◆ ARTICLE:
#####

The propulsion means may be such that it is “feathered” when it is not driving, i.e. during the return stroke, to reduce friction whilst the watercraft is gliding forwards before the next power stroke. Alternatively, the arrangement could be such that the propulsion means continues to be driven during the power stroke. Thus, the reel could be connected to a flywheel which stores energy which is used to drive the propulsion means. Gearing could be provided so that the speed of rotation of the flywheel is greater than that of the reel. Further gearing could be provided so that the propulsion means is driven at an appropriate speed. In general, whatever configuration is used, gearing may be provided as appropriate.

The propulsion means could be one or more paddles, propellers or other known arrangement which can convert rotational drive into a propulsive force.

The reel may be organised in any desired plane, for example horizontal or vertical, and this may depend on the general layout of the watercraft and the means of propulsion. For example, if laterally arranged paddle wheels are provided, rotatable about a horizontal axis, the reel may also be disposed with its axis horizontal.

In some embodiments, the propulsion means comprises a series of paddles underneath the hull of the watercraft which move in a horizontal plane, and the reel is disposed with its axis extending vertically.

It will be appreciated that the expressions “vertical” and “horizontal” are not meant to be construed in a strict geometric sense.

The watercraft may take any suitable form for human propulsion. Whilst the preferred configuration has the general form of a rowing boat, other forms are possible such as a simple board such as a surfboard or sailboard, a pair of floats with a platform or the like—such as in a “pedalo”—a raft and so forth.

#####

◆ DATA PROVIDED:
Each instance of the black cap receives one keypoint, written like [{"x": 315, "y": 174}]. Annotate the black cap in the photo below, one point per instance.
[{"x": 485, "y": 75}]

#####

◆ EXERCISE PROMPT: Please transcribe the stretch of the watercraft text that opens with the words containing "The reel may be" and closes with "axis extending vertically.".

◆ RESULT OF THE TASK:
The reel may be organised in any desired plane, for example horizontal or vertical, and this may depend on the general layout of the watercraft and the means of propulsion. For example, if laterally arranged paddle wheels are provided, rotatable about a horizontal axis, the reel may also be disposed with its axis horizontal.

In some embodiments, the propulsion means comprises a series of paddles underneath the hull of the watercraft which move in a horizontal plane, and the reel is disposed with its axis extending vertically.